WHAT YOU HAVE TO DO: Restate word for word the lines from the one containing "One point goes on every instance of the man in fedora" through the end of the listing below, with both ends included.

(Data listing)
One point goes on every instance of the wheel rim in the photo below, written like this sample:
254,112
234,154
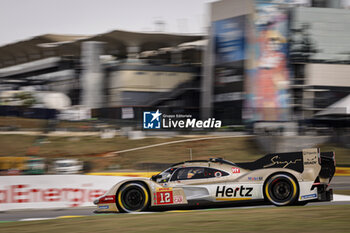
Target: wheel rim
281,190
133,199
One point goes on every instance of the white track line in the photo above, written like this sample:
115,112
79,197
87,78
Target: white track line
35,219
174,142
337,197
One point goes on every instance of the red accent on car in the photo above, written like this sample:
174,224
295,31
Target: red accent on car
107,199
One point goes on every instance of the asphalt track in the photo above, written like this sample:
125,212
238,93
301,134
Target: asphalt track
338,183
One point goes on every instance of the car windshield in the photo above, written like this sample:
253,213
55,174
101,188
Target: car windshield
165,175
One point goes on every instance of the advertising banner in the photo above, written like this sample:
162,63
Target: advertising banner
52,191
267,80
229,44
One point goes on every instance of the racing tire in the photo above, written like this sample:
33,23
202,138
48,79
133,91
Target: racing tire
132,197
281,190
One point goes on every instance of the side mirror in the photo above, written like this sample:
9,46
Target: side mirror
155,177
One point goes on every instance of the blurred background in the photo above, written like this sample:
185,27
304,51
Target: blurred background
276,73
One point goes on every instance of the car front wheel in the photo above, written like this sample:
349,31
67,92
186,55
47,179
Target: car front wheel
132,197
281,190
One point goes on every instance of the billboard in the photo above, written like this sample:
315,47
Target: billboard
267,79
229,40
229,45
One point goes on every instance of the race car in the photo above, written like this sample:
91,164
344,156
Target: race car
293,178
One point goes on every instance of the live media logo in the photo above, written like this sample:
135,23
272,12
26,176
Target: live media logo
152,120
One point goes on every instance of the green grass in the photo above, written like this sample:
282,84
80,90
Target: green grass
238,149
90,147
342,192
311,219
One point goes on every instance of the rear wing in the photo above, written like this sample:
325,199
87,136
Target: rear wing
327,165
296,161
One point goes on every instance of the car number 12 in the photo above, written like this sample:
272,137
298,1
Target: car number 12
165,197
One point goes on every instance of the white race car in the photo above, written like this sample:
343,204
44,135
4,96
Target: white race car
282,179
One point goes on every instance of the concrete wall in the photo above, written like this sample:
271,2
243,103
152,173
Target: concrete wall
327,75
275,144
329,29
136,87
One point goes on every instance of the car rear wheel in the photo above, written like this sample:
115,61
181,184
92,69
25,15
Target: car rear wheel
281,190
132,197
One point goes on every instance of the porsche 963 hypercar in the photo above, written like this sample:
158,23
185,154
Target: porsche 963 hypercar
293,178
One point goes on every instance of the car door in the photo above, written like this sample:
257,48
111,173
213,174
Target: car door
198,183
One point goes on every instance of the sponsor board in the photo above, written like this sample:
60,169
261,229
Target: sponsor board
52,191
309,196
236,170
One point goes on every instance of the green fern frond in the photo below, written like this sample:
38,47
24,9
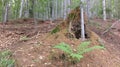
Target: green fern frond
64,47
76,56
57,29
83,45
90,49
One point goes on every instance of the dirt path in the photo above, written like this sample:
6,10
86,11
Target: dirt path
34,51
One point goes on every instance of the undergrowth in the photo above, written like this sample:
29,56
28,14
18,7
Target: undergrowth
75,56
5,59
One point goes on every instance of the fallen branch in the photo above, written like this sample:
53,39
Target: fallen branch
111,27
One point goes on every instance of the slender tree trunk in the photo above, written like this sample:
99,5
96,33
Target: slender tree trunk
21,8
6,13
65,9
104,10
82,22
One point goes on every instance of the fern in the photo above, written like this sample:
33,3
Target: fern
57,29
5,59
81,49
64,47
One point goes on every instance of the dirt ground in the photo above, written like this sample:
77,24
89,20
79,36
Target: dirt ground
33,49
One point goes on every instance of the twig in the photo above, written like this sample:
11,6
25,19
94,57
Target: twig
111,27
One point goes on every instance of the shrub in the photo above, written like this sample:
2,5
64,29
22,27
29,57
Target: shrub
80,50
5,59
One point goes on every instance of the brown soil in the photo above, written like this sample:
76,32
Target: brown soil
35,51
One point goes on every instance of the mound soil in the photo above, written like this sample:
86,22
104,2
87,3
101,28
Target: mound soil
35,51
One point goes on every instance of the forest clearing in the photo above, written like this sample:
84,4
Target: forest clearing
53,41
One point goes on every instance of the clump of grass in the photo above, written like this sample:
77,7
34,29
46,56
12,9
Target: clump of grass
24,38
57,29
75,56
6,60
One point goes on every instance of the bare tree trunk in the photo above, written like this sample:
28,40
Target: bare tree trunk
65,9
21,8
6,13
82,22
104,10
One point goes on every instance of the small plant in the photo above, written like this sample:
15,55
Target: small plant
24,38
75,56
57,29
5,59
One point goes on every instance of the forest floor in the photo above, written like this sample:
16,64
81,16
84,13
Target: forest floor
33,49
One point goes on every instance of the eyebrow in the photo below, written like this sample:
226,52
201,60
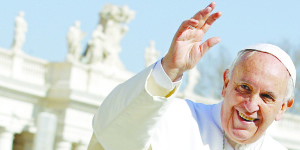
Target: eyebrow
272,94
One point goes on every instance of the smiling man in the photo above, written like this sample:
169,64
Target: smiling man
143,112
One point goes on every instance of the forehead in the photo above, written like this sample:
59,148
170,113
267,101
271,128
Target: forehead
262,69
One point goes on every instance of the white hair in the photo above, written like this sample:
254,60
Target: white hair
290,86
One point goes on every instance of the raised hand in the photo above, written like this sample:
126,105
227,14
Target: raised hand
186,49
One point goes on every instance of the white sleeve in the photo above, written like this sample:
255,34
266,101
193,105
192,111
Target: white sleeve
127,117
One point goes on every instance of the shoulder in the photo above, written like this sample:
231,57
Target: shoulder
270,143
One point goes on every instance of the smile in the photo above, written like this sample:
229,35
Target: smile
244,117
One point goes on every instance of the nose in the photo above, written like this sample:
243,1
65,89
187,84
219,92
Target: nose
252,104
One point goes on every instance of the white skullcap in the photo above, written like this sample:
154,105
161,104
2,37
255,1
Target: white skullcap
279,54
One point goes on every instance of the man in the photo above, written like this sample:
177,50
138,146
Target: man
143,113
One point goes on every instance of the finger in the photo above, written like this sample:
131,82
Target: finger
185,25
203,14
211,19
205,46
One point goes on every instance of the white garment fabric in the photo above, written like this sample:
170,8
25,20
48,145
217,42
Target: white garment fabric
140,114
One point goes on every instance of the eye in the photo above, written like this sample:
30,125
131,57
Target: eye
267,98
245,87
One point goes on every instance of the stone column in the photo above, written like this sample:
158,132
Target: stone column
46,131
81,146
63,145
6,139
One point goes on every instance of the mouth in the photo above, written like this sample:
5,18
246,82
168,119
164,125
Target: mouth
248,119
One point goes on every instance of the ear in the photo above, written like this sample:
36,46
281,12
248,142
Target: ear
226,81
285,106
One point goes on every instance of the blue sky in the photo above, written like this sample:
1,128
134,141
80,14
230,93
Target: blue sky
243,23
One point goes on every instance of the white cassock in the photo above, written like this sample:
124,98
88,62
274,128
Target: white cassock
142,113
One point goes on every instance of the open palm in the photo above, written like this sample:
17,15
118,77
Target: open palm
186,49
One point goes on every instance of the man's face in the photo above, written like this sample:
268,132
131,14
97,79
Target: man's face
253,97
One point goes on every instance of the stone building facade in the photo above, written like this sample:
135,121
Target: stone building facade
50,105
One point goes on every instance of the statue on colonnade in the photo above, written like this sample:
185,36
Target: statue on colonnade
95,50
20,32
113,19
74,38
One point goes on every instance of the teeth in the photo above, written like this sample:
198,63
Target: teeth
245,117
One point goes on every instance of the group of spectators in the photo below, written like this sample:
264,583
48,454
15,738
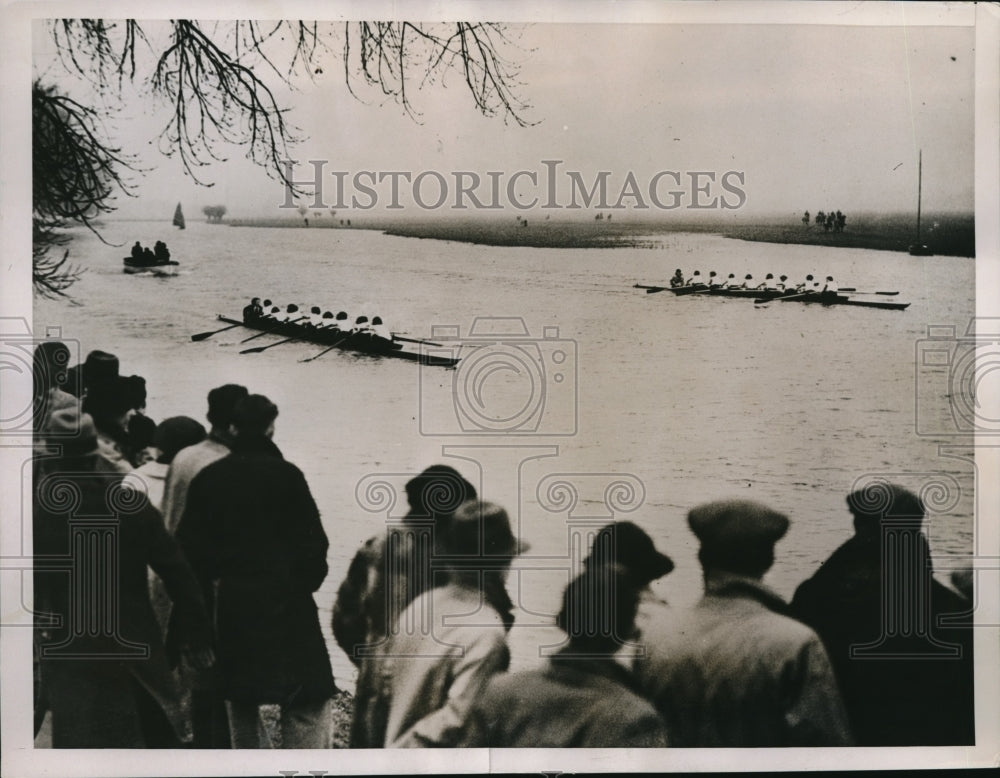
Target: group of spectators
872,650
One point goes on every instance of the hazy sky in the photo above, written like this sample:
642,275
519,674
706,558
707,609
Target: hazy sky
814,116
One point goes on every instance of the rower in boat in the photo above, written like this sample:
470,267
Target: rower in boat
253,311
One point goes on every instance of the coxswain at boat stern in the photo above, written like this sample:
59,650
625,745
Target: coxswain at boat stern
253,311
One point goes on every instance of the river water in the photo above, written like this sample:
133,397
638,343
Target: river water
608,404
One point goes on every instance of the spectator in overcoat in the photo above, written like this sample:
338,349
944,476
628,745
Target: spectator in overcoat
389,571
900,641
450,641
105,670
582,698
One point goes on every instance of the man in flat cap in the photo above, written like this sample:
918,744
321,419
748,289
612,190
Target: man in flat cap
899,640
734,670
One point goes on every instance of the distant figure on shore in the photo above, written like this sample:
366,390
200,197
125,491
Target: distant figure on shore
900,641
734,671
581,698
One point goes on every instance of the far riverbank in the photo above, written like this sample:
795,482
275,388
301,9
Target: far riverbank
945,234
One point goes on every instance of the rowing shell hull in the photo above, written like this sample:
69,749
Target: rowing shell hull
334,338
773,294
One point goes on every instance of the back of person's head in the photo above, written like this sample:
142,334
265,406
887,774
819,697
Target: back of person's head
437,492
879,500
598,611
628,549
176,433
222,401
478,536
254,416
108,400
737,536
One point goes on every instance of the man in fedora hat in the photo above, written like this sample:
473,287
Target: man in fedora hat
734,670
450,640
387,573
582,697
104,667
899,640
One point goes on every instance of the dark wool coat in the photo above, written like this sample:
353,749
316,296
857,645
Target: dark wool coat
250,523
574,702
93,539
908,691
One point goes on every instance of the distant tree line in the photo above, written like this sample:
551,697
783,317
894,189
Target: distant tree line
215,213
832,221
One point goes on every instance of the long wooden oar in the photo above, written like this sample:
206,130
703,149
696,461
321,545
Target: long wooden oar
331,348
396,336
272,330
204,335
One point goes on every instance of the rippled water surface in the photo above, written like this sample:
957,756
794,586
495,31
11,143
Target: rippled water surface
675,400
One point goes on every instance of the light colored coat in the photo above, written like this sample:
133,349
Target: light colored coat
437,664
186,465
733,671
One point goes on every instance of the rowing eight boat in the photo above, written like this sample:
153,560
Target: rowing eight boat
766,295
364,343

REPLY TO THE TASK:
One point goes on every instance of the man in fedora hat in the photo above, written like this sample:
473,287
Target: man in fedora hat
734,670
450,640
387,573
582,697
104,667
899,640
One point goes on every instance of the dark wool coat in the photo above, written like this sample:
353,749
316,296
857,645
Target: dark wool coat
250,523
574,702
93,539
908,691
One point goes on every instance of the distant tree line in the photo above, written like this sample:
551,697
783,317
894,189
Target: distant tree line
215,213
832,221
One point goes on every instance of the long wooden oar in the photo above, written like this sample:
206,130
703,149
696,461
321,545
Target: long wooden oar
331,348
396,336
272,330
204,335
One point goes on every instance of the rippled water surface in the photo above, written like this sample:
957,756
794,586
495,31
11,143
Target: rippled water surface
675,400
One point goes on every instance of the light colored coat in the photo above, written like this sample:
133,349
Target: light colored coat
437,664
186,465
733,671
One point goes on every instance of the rowing eight boat in the photo above, written like this sample:
153,560
Target: rowing eight boat
766,295
364,343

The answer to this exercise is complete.